Ces dernières années, le droit de l’environnement s’est considérablement étoffé. Il existe différents outils pour permettre aux organisations de la société civile de le faire respecter.

Avoir accès à l’information

L’information fait partie des prémices essentielles à toute action. Son accès a pris une place importante au niveau français et régional mais il est souvent remis en cause par le « secret des affaires ».

Adoptée en 1998, la Convention d’Aarhus regroupe aujourd’hui 47 Parties, dont l’Union européenne et l’ensemble de ses États membres. Le texte formalise les conditions d’informations et de participation du public aux décisions qui portent sur l’environnement. Son objectif : garantir l’accès à l’information et la participation du public « pour contribuer à protéger le droit de chacun de vivre dans un environnement propre à assurer sa santé et son bien-être ». La convention facilite cet accès à la fois sur le fond mais également sur la forme (par exemple, il n’est pas nécessaire de justifier d’un intérêt particulier…).

Elle précise cependant des exceptions à ce principe d’accès à l’information : secrets commercial et industriel peuvent par exemple justifier un refus de communication.

Ces restrictions ont été renforcées récemment. Le Parlement européen a en effet voté, le 14 avril 2016, une directive pour étendre la protection du « secret des affaires » et faciliter le recours des entreprises contre la divulgation abusive de données qui en relèvent. Une définition trop large de ce concept fait craindre une restriction de la liberté d’expression pour les journalistes, lanceurs d’alerte et citoyens, sans parvenir à leur assurer une véritable protection.

Le secret industriel est en effet souvent invoqué dans des domaines comme ceux de la propriété intellectuelle et des biotechnologies, au détriment du principe de transparence.

* **CONSIGNE**: Prolongez l'extrait ci-dessus sur le droit de l'environnement et l'accès à l'information en reprenant juste après sa dernière phrase.

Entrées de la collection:

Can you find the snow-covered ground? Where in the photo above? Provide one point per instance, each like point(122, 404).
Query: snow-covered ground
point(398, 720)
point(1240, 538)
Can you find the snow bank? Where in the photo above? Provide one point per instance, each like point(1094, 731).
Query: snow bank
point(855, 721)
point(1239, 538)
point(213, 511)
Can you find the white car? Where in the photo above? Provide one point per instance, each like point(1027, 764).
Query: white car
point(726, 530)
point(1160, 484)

* **RÉPONSE**:
Avant que ce texte n’entre en vigueur pour faciliter les recours judiciaires, certaines entreprises utilisaient déjà ce recours par le biais de « poursuites baillons » : elles multiplient les actions judiciaires pour éteindre et dissuader les voix critiques qui disposent rarement des mêmes moyens pour y faire face…

Participer à l’élaboration du droit

La Convention d’Aarhus envisage également la participation des citoyens au processus décisionnel. Le texte préconise la consultation du public suffisamment en amont de la prise de décision pour permettre une prise en compte effective. Lorsque l’avis du public n’est pas suivi par la décision finale, l’autorité publique doit justifier sa prise de position. De fait, la France a intégré cette consultation sur de nombreux sujets (par exemple sur les OGM). Un projet d’ordonnance est actuellement en cours de discussion pour compléter cette participation à d’autres sujets touchant au domaine de l’environnement [3].

De façon plus générale, les structures de la société civile participent à l’élaboration du droit à travers leurs actions de plaidoyer [4].

Faire respecter le droit ?

Si le droit est en place mais qu’il n’est pas respecté, il est possible de saisir les tribunaux. Ce que s’emploient à faire certaines associations dont c’est l’objet, en cas d’atteinte à l’environnement. C’est le cas de France Nature Environnement. Destructions d’espèces protégées, dépôts d’ordure, pollutions générées par des installations classées pour la protection de l’environnement (ICPE), sports motorisés en pleine nature (eh oui, il est interdit de faire du quad en dehors des voies publiques, a fortiori dans le lit d’une rivière) sont autant d’atteintes à la biodiversité que le réseau juridique de cette association entend ne pas laisser impunies.

Lorsqu’ils sont saisis, les juges français doivent ainsi veiller à l’application du droit français et du droit européen.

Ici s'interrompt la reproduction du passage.